Enunciado >> Diga se cada afirmação a seguir concorda com o texto sobre a série Treta. Responda sim ou não e cite as palavras do texto que decidem a questão. 1. Os personagens vividos por Yeun e Wong são detestáveis absolutamente. 2. Quem escreve o texto demorou a entrar na proposta da série. 3. Os atores incorporam as nuanças criadas pelos roteiros em olhares, trejeitos e solilóquios.

Mas Treta não seria o que acaba sendo sem a absoluta dedicação de Yeun e Wong a seus papeis. Por mais que eles vivam personagens detestáveis – mas eles são assim porque são muito parecidos conosco, temos que ser sinceros -, eles não são detestáveis absolutamente. Há uma infinidade de nuanças que os roteiros criam e que os atores, então, incorporam em olhares, trejeitos e solilóquios quase shakespeareanos. Pode ser que demoremos a entrar na proposta da série – eu sei que demorei – mas quando esse mergulho finalmente chega, ele é completo em razão dos dois, pela forma como eles fazem do exagero, do que poderia ser considerado até absurdo e impossível, algo que funciona, que exala legitimidade.

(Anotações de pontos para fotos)
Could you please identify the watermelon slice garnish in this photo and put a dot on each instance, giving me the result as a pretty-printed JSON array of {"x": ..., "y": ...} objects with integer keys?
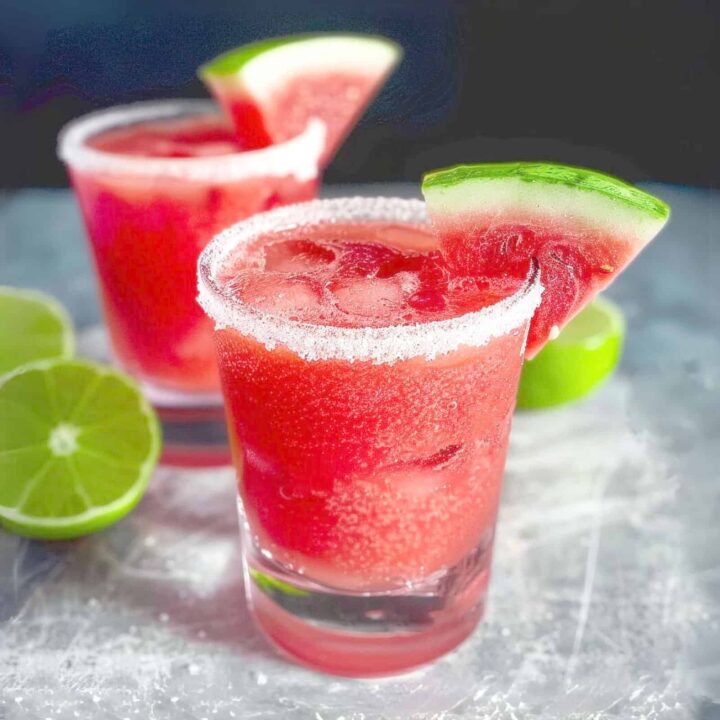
[
  {"x": 272, "y": 88},
  {"x": 583, "y": 227}
]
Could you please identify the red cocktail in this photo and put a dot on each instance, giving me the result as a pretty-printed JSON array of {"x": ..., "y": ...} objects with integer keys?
[
  {"x": 155, "y": 181},
  {"x": 369, "y": 393}
]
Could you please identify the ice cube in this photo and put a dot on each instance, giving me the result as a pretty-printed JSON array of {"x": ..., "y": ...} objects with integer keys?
[
  {"x": 297, "y": 256},
  {"x": 296, "y": 297}
]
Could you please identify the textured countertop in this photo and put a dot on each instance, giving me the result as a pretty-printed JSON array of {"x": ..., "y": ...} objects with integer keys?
[{"x": 605, "y": 599}]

Resposta do exercício >>
1. Não: "eles não são detestáveis absolutamente."
2. Sim: "eu sei que demorei"
3. Sim: "Há uma infinidade de nuanças que os roteiros criam e que os atores, então, incorporam em olhares, trejeitos e solilóquios quase shakespeareanos."